Stated exercise. Quote the material below line for line, leaving out the pictures.

Material for this task.
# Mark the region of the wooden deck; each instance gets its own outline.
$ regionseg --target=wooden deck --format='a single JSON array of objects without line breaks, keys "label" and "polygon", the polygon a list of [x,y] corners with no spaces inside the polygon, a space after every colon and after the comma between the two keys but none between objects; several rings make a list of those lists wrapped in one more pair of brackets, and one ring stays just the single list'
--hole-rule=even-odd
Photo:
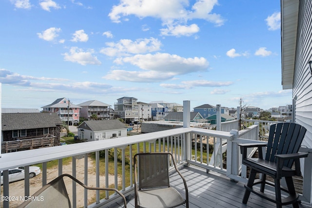
[{"label": "wooden deck", "polygon": [[[259,197],[252,193],[247,205],[242,204],[242,200],[245,191],[244,184],[232,182],[223,175],[213,171],[207,173],[206,170],[193,166],[183,167],[180,170],[180,172],[187,181],[190,208],[276,207],[274,203]],[[171,179],[172,184],[181,184],[181,182],[178,181],[180,180],[178,178],[178,176],[176,174],[172,175]],[[181,190],[183,190],[183,188],[184,187],[182,188],[179,185],[177,187],[177,189],[180,189]],[[183,196],[183,191],[181,190],[181,192]],[[273,194],[274,194],[273,193]],[[129,196],[128,199],[127,207],[134,208],[134,196]],[[310,204],[304,202],[299,206],[301,208],[311,207]],[[117,207],[123,207],[123,205],[110,207],[111,208]],[[180,208],[185,207],[185,206],[178,207]],[[283,207],[292,208],[292,206],[291,205]]]}]

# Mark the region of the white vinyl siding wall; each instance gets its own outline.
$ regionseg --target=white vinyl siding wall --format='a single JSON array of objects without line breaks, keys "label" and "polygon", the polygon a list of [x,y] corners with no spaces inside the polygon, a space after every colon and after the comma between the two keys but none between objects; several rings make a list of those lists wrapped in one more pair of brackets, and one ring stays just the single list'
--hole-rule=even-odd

Answer to the problem.
# Mark the region of the wooden deck; each instance gets its own outline.
$ regionseg --target=wooden deck --format='a single JSON array of objects without line breaks, keys "label" and "polygon", the polygon a list of [x,y] corners with no spaces inside the polygon, a space after every colon and after the comma between the two keys but none between objects; several rings make a list of those lists wrapped in one more pair of brackets, and one ring stays just the single list'
--hole-rule=even-odd
Photo:
[{"label": "wooden deck", "polygon": [[[259,197],[252,193],[247,205],[242,204],[242,200],[245,191],[244,184],[232,182],[223,175],[213,171],[207,173],[206,170],[193,166],[183,167],[180,170],[180,172],[187,181],[190,208],[276,207],[274,203]],[[171,179],[172,184],[181,184],[181,182],[178,181],[180,180],[178,178],[178,176],[176,174],[172,175]],[[181,190],[183,190],[183,188],[184,187],[182,188],[179,185],[177,187],[177,189],[180,189]],[[183,196],[183,191],[181,190],[181,192]],[[273,194],[274,194],[273,193]],[[129,196],[128,199],[127,207],[134,208],[134,196]],[[310,204],[304,202],[299,206],[301,208],[311,207]],[[117,207],[123,207],[123,205],[110,207],[111,208]],[[180,208],[185,207],[185,206],[178,207]],[[283,207],[292,208],[292,206],[291,205]]]}]

# Mark the region of the white vinyl siding wall; each instance gets its own outline.
$ regionseg --target=white vinyl siding wall --format='a single JSON array of objects without line breaks, keys "label" and "polygon", the polygon a list of [x,y] corners with no spaces inside the polygon, a space after every colon and after the comma between the two keys but none between objects; several rings make a list of those lists wrapped in one more pair of brackets, and one ring stays just the single list'
--hole-rule=even-odd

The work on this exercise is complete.